"""
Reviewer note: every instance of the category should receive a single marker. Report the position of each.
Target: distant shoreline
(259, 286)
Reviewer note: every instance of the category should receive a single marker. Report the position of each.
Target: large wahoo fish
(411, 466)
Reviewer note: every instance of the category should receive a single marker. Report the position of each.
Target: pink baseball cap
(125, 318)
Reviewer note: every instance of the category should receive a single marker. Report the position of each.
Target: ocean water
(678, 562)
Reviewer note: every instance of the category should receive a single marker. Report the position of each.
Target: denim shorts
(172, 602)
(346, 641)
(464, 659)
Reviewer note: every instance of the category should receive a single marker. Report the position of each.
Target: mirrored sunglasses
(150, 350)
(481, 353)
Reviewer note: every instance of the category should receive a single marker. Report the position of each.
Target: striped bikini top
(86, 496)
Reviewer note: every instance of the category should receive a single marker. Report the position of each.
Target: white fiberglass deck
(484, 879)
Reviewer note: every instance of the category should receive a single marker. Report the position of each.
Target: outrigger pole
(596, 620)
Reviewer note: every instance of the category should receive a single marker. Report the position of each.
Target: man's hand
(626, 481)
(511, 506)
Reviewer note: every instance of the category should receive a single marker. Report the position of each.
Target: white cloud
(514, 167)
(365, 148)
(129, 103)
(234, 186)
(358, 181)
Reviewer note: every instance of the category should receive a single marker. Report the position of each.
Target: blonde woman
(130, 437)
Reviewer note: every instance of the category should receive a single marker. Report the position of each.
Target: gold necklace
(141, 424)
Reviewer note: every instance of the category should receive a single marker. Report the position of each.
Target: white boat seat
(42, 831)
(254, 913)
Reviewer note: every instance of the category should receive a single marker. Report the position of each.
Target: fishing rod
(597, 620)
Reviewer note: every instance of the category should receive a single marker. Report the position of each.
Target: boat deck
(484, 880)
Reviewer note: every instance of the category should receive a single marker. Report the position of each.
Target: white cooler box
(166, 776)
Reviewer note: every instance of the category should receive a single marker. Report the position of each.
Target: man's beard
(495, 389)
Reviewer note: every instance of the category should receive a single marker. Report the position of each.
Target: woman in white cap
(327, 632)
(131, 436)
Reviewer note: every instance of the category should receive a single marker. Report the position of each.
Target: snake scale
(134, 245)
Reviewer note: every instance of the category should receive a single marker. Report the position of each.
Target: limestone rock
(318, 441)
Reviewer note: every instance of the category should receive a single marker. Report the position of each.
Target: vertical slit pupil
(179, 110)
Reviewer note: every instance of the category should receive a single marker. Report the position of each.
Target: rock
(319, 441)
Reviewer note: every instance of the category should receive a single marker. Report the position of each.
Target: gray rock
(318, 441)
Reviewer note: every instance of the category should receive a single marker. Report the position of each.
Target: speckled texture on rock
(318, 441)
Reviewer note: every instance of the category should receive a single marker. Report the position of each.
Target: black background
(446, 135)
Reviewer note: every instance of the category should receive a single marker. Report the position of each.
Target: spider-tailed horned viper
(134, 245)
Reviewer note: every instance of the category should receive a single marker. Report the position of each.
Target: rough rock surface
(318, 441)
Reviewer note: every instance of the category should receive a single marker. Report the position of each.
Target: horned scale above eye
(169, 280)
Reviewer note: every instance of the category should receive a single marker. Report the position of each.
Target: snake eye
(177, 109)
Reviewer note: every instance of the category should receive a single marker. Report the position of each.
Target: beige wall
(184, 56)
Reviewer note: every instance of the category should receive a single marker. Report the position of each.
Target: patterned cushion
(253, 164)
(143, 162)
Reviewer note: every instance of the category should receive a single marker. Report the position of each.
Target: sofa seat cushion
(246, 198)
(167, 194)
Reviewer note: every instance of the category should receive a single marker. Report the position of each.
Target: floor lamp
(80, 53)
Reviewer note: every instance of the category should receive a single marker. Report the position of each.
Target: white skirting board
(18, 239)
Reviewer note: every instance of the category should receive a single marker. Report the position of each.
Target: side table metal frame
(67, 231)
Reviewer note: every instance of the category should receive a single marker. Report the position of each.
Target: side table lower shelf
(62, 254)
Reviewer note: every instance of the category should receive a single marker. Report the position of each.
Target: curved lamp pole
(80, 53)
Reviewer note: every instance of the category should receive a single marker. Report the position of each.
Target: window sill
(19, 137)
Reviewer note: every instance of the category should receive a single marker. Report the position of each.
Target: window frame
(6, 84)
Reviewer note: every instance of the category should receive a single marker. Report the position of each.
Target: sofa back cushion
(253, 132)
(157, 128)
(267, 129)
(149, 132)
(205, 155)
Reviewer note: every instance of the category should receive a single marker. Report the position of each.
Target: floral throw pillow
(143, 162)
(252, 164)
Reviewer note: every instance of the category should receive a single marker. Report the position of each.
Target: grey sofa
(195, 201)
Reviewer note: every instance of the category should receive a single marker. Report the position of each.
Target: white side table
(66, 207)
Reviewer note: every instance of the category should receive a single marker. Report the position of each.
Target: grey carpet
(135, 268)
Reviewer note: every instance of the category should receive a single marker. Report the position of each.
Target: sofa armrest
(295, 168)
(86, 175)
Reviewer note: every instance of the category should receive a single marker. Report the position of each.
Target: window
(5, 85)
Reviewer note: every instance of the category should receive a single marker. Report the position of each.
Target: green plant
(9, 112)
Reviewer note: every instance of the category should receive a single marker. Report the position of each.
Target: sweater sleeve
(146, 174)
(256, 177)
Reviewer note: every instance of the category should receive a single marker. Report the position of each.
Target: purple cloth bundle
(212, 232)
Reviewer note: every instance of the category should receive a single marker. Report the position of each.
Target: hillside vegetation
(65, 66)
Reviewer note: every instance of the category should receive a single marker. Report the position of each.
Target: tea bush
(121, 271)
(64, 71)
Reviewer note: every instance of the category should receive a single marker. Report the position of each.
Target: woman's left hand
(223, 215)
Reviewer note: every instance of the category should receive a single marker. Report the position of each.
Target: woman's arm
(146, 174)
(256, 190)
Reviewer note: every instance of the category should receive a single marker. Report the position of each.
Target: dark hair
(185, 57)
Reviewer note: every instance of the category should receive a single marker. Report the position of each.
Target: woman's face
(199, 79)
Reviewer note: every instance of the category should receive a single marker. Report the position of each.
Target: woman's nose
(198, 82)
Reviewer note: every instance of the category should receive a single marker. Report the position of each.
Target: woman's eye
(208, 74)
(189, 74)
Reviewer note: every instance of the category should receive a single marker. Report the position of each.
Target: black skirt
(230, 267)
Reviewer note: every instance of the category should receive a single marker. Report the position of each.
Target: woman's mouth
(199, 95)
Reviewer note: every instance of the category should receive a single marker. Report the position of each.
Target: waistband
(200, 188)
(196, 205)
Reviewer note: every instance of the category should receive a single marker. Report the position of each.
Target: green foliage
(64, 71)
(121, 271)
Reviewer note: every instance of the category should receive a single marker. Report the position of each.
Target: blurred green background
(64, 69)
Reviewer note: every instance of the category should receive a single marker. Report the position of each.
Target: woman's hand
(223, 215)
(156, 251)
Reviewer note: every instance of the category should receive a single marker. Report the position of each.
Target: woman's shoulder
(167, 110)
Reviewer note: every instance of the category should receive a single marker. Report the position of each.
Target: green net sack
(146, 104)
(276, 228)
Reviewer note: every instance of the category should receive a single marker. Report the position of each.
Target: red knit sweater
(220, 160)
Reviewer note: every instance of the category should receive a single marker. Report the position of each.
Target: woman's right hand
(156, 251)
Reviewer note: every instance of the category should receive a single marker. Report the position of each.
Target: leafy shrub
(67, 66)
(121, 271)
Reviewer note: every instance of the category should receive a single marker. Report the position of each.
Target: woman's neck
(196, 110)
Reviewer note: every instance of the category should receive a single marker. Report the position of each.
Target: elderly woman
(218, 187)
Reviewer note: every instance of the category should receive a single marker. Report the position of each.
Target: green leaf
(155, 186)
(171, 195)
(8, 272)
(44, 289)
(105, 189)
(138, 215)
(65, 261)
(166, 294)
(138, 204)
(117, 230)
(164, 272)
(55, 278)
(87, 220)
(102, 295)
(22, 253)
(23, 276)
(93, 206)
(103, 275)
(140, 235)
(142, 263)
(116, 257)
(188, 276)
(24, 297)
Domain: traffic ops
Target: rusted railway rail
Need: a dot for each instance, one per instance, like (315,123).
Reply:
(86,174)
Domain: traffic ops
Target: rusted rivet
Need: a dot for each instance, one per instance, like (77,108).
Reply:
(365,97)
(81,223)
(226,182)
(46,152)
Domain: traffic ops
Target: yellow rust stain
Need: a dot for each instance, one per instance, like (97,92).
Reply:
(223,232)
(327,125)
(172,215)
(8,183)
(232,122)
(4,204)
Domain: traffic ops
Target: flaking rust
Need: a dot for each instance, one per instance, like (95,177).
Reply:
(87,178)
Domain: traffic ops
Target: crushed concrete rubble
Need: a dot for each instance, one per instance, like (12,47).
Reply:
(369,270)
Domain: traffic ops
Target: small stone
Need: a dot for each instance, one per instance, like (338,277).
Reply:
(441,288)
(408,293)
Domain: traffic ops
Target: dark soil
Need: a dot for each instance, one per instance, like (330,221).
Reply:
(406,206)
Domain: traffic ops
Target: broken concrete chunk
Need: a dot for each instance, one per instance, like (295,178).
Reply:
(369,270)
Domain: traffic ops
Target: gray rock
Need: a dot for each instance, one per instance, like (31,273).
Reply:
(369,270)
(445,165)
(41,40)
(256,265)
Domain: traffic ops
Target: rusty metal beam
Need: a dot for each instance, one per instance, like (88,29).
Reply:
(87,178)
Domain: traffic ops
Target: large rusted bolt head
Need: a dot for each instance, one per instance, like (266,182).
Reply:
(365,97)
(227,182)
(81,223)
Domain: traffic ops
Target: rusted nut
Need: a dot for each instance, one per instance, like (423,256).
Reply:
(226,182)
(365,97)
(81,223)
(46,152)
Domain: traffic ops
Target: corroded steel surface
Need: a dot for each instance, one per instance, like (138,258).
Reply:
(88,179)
"""
WHAT TO PRODUCE: Only lines that hold the string "rusted" belong in the answer, so copy every one of them from the records.

ANSWER:
Target: rusted railway rail
Target: rusted rivet
Target: large rusted bolt head
Target: rusted nut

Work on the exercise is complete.